### [Task to carry out]
Reproduce every line of the records below, including the requests, but offset each coordinate in the answer points by adding 121 to it; keep the format samples in the requests unchanged. Leave the pictures out of your output.

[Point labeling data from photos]
────────────────

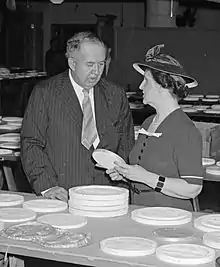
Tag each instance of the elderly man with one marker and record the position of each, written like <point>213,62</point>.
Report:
<point>56,151</point>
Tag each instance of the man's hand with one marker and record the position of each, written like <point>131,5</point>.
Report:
<point>57,193</point>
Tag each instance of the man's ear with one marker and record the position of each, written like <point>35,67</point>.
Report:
<point>72,63</point>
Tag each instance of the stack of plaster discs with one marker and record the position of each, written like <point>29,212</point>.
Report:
<point>128,246</point>
<point>161,216</point>
<point>98,201</point>
<point>185,254</point>
<point>208,223</point>
<point>212,239</point>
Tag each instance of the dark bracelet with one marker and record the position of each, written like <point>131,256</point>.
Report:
<point>160,184</point>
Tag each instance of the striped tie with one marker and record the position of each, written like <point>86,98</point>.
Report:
<point>89,132</point>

────────────────

### [Task response]
Tag each instance of the elderly man with one marker and record the position of each, written like <point>213,62</point>.
Report:
<point>177,272</point>
Tag each instance of the man's hand with one marker and record the position of each, written like <point>131,5</point>.
Report:
<point>178,314</point>
Tag each instance of the man's ear with one marker and record the position of each, written like <point>35,67</point>.
Report:
<point>193,184</point>
Tag each instance of the stack of plaster discs with one marker and record the position of each, written like <point>29,212</point>.
Report:
<point>249,367</point>
<point>282,337</point>
<point>219,322</point>
<point>306,375</point>
<point>329,344</point>
<point>333,360</point>
Tag each instance of the dark bracelet with one marker and record the position of each, written like <point>131,256</point>.
Report:
<point>281,305</point>
Tag each instance of the striped tie with one marker and record the position of each, written like <point>86,98</point>.
Report:
<point>210,253</point>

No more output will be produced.